_Activity_. Report every line of the records that contains the word "seat".

>>>>>

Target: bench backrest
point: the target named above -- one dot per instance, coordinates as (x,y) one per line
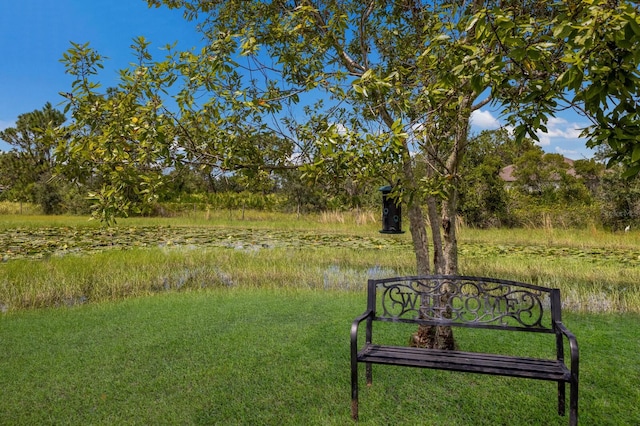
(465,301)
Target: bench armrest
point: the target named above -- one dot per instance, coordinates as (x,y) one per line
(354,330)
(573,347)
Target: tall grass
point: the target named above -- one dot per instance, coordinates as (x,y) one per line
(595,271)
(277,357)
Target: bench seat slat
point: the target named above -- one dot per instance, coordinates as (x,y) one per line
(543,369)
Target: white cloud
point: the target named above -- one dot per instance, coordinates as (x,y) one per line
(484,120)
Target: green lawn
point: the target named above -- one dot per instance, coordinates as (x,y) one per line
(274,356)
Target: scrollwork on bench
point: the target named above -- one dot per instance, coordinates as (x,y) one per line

<<<<<
>>>>>

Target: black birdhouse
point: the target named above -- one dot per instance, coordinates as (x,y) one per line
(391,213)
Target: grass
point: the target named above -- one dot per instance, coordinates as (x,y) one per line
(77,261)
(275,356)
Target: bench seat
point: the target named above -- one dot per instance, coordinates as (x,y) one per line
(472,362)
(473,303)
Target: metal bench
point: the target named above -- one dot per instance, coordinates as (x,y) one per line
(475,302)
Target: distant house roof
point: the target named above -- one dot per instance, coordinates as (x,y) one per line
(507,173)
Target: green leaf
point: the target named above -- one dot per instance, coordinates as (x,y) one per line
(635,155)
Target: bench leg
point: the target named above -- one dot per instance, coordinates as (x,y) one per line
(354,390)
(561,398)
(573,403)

<<<<<

_Answer below_.
Target: bench seat slat
Target: bench seat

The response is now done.